◆ **Objectives**
(A) Which lines of the records contain the word "work"? Return each of them in full.
(B) Can you pick up the article on Parquet, Nimble, and Lance after its last sentence and keep writing it?

Nimble and Lance: The Parquet Killers

Everything you need to know about the new AI/ML storage formats from Meta and LanceDB.

May 13, 2024

Apache Parquet has been the de facto columnar data format on object storage for some time. Nearly every cloud data warehouse and data lake integrates with Parquet. But developers are recognizing its limits. Recently, two new formats were open sourced—one from Meta and one from LanceDB. In this post, I’ll dig into Nimble and Lance V2 (LV2) and give some thoughts.

Storage Format Primer

(You can skip this section if you know what a columnar file format is.)

Before I discuss Nimble and LV2, you need to know how a columnar storage format works. Meta’s Nimble YouTube video from VeloxCon 2024 does a good job summarizing, so I’ll borrow from it.

Row-based formats write data to disk as a sequence of row bytes. Consider a database table with a user_id and features column. When a new row is written, it’s stored as a sequence of bytes representing user_id followed by a sequence of bytes representing features.

Nimble, A New Columnar File Format - Yoav Helfman, Meta

Each red block on the right represents one row written to disk. Each row contains bytes for each column, one after the next (represented by green and orange boxes). Columnar file formats invert this sequence. Bytes are grouped by column not row.

Columnar formats are useful for data warehouse-style queries that typically do aggregation on a few columns but a large number of rows (e.g. SELECT state, SUM(price) FROM sales GROUP BY 1). In a row-based format, you’d have to read every row just to use one or two columns. With a column-based format, readers can read only the column bytes they need and take advantage of sequential IO performance gains.

Traditional columnar-based formats require the writer to buffer all data before they can write it. The writer needs to know all of the user_ids before it can write the red block in the image above—a substantial burden

Parquet (and ORC, a similar but less popular file format) solve this problem by introducing the idea of row groups (or ORC’s synonymous stripes). Row groups combine the row-based and column-based approach. The idea is to partition the data up into smaller groups of rows so that a writer can store just that set of rows in a columnar format. Because the partitions are relatively small, the writer doesn’t need to buffer the entire data set before writing the columnar data for that row group.

◆ **Supplied records**
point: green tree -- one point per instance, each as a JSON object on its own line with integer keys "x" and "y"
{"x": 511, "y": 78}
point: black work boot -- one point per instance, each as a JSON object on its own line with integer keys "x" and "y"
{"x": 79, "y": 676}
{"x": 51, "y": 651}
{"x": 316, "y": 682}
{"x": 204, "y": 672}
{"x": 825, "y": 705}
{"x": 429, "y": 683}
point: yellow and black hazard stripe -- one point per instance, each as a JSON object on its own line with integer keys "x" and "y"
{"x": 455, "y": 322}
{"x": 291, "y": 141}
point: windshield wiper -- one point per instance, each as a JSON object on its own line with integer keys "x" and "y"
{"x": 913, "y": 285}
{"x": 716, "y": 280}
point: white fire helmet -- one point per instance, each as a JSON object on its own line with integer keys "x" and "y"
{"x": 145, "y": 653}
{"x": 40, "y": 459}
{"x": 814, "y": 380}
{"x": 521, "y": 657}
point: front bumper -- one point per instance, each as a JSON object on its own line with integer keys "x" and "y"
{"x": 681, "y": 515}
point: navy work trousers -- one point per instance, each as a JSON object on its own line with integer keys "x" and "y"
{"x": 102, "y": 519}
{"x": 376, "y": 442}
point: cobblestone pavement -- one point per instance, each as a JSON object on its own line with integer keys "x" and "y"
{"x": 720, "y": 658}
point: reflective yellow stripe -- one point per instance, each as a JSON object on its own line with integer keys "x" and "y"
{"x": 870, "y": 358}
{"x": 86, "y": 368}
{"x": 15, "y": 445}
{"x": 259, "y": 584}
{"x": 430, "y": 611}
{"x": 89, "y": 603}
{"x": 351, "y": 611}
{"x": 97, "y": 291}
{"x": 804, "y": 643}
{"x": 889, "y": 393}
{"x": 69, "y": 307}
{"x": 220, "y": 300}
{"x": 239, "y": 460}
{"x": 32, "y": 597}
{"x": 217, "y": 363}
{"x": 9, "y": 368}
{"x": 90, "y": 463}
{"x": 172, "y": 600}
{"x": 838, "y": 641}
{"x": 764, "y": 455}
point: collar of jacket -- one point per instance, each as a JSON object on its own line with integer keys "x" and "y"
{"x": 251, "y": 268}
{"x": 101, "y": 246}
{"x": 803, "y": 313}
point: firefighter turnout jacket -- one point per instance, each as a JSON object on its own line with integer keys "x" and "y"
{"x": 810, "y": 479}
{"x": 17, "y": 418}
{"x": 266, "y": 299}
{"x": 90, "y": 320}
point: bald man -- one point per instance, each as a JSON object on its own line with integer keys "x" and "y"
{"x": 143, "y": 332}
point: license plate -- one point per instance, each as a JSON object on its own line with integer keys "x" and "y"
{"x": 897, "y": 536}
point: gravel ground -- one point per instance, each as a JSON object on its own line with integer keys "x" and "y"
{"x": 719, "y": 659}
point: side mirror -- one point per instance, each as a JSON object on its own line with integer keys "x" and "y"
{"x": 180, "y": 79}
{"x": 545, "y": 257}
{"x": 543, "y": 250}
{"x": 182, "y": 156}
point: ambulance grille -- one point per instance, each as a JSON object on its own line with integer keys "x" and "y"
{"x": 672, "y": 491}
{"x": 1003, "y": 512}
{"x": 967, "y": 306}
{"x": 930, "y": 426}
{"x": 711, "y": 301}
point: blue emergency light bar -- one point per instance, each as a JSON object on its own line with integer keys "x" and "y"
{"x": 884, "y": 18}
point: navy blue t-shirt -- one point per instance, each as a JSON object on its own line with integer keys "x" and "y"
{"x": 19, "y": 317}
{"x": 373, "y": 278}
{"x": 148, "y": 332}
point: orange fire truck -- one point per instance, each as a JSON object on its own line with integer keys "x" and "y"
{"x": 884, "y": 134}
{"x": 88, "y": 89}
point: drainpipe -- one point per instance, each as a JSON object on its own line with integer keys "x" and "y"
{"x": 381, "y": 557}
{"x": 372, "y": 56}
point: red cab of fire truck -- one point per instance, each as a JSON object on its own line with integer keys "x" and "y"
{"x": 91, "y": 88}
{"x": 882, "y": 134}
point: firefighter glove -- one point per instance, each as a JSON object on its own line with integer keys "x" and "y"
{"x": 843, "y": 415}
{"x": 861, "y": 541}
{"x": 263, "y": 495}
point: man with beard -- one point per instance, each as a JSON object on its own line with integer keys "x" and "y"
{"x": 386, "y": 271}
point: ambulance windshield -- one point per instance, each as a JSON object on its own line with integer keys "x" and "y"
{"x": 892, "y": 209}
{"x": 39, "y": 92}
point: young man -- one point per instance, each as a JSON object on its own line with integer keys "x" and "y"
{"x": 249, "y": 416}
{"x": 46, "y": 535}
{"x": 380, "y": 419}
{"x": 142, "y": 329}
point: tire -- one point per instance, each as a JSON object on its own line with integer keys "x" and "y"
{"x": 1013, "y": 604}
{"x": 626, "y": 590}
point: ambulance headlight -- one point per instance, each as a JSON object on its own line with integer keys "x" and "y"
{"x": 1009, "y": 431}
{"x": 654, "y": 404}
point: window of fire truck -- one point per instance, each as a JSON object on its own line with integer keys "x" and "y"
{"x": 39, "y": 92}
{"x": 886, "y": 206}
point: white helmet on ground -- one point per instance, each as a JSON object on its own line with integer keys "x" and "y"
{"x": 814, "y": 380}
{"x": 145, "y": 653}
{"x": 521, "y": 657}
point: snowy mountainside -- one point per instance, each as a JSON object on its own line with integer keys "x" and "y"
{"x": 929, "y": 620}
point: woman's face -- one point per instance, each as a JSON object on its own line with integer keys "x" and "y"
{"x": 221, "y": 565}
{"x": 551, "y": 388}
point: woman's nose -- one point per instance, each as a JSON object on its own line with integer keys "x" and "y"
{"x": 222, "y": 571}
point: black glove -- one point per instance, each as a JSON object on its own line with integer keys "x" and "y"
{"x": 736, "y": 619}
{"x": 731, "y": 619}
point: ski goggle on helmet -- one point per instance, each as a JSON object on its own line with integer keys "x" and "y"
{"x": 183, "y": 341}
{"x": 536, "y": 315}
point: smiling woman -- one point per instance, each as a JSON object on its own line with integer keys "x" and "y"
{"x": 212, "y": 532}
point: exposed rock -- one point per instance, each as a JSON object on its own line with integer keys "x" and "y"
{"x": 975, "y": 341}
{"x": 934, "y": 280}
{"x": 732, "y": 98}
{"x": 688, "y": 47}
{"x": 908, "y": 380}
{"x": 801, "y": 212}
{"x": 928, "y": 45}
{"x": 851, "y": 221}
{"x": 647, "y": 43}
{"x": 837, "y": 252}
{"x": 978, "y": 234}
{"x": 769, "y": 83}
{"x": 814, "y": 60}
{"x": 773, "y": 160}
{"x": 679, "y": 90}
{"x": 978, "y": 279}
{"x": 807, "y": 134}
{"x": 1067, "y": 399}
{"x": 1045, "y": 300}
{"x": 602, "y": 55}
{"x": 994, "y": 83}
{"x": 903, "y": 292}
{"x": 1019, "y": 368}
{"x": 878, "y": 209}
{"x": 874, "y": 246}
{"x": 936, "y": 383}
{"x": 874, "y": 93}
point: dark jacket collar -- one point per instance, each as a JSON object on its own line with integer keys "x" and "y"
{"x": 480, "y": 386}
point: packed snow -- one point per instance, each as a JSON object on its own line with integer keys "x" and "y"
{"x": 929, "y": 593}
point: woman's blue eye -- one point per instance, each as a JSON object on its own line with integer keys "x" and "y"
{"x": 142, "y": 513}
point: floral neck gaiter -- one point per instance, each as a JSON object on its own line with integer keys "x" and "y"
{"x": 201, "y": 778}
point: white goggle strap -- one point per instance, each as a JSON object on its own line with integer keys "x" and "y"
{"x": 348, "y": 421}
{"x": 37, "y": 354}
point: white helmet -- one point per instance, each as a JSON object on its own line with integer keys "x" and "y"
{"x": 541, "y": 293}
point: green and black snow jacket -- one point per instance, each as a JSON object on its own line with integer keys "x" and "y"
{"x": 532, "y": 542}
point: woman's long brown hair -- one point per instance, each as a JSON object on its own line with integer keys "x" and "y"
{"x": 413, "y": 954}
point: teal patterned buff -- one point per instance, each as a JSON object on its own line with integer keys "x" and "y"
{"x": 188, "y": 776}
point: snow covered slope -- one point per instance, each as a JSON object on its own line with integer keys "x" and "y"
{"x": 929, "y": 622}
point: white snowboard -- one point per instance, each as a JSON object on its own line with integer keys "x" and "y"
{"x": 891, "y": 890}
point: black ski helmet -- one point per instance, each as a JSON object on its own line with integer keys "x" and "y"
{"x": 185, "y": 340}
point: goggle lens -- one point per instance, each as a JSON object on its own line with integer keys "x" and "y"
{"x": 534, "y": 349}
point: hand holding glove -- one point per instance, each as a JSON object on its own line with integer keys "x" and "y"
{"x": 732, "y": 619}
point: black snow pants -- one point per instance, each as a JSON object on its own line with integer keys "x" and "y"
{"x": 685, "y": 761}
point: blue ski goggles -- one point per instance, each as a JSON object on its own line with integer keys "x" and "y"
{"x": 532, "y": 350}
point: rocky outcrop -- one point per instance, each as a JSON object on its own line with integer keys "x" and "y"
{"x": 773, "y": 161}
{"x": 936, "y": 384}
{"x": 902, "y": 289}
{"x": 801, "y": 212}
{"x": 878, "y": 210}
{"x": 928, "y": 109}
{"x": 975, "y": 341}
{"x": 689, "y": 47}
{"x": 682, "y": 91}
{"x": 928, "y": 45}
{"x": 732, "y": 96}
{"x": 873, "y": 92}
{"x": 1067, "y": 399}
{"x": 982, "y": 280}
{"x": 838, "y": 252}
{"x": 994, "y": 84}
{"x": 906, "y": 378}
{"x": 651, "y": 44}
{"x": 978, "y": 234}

◆ **Answer set**
(A)
point: black work boot -- one point per instance, each as a JSON object on its own line with integer keys "x" and "y"
point: navy work trousers -- one point per instance, each as a JSON object on its own line with integer keys "x" and "y"

(B)
The example above illustrates a table that’s been divided into two row groups (orange and green). Each row group contains a sequence of columns (represented by the blue and red blocks).

Pages are represented as green blocks in the image—chunks of each column. Pages are used so a reader needn’t read all column data for a row group; they can read only a subset of the data if it’s sorted in the same manner as their query. All of these tricks are just ways to partition the table data up to make it friendly for data warehouse-style queries.

Parquet’s Problems

Parquet is an incredibly well done storage format. It has enabled composable database systems and provided an integration format for data lakes and cloud data warehouses. But it’s begun to show its age. LanceDB’s Lance v2 post summarizes the issues well:

Point lookups: Reading a single row requires reading an entire page, which is expensive.
Large values: Columns with large values make the row group size hard to tune. If the row groups are small, only a small number of rows will be included in each page (since the large values will take most of the page). If a row group is large, writes become memory intensive.
Large schemas: Some datasets have 1000s of columns. Parquet requires readers to load the schema metadata for all columns to read just one—a costly and wasteful operation.
Limited encodings: There have been an explosion of encoding styles for data of different shapes and sizes. These new encoders do a better job of compacting and compressing data in different scenarios. Parquet provides only a fixed set of dated encoders.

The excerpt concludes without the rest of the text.